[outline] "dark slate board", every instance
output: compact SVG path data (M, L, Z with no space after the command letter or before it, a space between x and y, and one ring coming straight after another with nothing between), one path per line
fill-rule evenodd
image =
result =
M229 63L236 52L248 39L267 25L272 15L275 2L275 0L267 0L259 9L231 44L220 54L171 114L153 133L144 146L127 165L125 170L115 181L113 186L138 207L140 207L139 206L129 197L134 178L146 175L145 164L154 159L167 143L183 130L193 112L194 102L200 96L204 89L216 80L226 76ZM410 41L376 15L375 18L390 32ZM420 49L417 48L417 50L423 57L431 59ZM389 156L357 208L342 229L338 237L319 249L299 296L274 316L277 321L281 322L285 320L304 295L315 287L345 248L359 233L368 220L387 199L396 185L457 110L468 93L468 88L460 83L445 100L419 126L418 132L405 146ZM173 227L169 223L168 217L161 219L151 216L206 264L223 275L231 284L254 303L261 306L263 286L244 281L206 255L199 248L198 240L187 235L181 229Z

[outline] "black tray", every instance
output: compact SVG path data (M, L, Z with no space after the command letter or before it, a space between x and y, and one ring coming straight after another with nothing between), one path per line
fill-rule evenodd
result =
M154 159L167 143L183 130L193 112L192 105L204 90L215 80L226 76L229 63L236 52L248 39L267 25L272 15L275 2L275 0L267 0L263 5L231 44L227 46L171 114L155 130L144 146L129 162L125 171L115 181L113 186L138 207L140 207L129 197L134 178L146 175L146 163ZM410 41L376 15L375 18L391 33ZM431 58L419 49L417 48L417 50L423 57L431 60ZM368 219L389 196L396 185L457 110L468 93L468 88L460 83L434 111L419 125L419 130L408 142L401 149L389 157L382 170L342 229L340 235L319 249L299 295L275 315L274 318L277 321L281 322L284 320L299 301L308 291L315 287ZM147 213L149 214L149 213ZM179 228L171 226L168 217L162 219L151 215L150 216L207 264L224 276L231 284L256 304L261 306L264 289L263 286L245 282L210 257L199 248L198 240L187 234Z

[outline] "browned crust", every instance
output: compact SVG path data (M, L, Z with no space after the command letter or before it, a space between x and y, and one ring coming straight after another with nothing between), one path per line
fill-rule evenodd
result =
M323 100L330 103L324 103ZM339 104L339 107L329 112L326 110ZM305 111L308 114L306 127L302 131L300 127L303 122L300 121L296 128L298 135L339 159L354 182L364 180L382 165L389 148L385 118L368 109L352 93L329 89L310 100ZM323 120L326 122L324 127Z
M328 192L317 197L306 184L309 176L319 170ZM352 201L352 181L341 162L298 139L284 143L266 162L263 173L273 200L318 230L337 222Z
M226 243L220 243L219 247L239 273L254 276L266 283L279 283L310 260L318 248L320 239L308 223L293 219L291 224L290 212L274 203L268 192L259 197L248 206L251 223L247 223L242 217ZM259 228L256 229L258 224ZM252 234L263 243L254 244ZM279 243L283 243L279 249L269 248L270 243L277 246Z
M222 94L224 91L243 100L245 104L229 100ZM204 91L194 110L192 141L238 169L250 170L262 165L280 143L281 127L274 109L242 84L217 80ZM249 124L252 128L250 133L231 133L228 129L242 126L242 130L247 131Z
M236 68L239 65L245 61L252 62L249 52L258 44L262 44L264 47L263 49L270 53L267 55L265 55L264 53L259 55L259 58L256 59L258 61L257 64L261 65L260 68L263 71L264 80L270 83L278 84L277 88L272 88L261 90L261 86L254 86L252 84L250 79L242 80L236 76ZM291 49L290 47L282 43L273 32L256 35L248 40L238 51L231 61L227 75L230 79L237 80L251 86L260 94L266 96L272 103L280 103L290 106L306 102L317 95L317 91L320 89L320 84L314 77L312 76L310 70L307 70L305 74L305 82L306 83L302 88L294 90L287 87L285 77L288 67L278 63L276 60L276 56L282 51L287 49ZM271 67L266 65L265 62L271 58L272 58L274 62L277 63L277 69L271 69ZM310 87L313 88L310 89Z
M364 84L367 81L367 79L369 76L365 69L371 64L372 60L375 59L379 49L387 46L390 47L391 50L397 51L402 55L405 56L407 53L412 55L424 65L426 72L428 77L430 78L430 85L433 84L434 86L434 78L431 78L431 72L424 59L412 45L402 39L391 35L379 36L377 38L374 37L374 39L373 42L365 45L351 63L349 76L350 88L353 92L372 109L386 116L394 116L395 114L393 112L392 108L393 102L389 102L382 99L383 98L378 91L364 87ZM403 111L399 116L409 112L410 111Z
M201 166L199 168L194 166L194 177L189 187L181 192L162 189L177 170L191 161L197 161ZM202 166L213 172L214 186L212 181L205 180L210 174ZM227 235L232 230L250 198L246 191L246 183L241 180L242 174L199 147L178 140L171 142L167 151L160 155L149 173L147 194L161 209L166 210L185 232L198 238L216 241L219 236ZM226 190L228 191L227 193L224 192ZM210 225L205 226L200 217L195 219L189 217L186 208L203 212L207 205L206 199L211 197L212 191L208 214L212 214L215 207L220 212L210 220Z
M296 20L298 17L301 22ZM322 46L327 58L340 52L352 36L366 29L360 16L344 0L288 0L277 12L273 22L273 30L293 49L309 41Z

-- Exercise aim --
Starting at the beginning of the data and stopping after the line that contains "M154 159L167 143L183", copy those lines with "every instance" swapped for "all instances" and nothing else altered.

-- Response to this exercise --
[outline] "dark slate board", all instances
output: compact SVG path data (M, L, Z with no space after the command letter or before it, a space between x and y, and one ring coming straight after another with nothing between), one path per line
fill-rule evenodd
image =
result =
M229 63L236 52L248 39L267 25L272 15L275 2L275 0L267 0L259 9L231 44L220 54L171 114L153 133L144 146L127 165L125 170L115 181L113 186L138 207L140 207L139 206L129 197L134 178L146 175L145 164L154 159L167 143L183 130L193 112L194 102L200 96L204 89L216 80L226 76ZM410 41L376 15L375 18L390 32ZM420 49L417 48L417 50L423 57L431 59ZM389 156L357 208L342 229L338 237L319 249L299 296L274 316L277 321L281 322L285 320L304 295L315 287L345 248L359 233L368 220L387 199L396 185L457 110L468 93L468 88L460 83L445 100L419 126L418 132L405 146ZM173 227L169 223L168 217L161 219L151 216L206 264L223 275L231 284L254 303L261 306L263 286L244 281L206 255L199 248L198 240L187 235L181 229Z

[outline] "black tray", all instances
output: compact SVG path data (M, L, Z with no space after the command letter or before it, a space between x and y, and one ring coming straight after another with nothing between), one path per line
fill-rule evenodd
result =
M154 159L167 143L183 130L193 112L192 105L204 90L215 80L226 76L229 63L236 52L248 39L267 25L272 15L275 2L275 0L267 0L263 5L231 44L227 46L171 114L155 130L144 146L129 162L125 171L115 181L113 186L138 207L140 207L129 197L134 178L146 175L146 163ZM410 41L376 15L375 18L391 33ZM431 58L419 49L417 48L417 50L423 57L431 60ZM368 219L389 196L396 185L457 110L468 93L468 88L460 83L434 111L419 125L419 130L408 142L401 149L389 157L382 170L342 229L340 235L319 249L299 295L275 315L274 318L277 321L281 322L284 320L299 301L308 291L315 287ZM147 213L149 214L149 213ZM179 228L171 226L168 217L162 219L151 215L150 216L207 264L224 276L231 284L256 304L261 306L264 289L263 286L245 282L210 257L199 248L198 240L187 234Z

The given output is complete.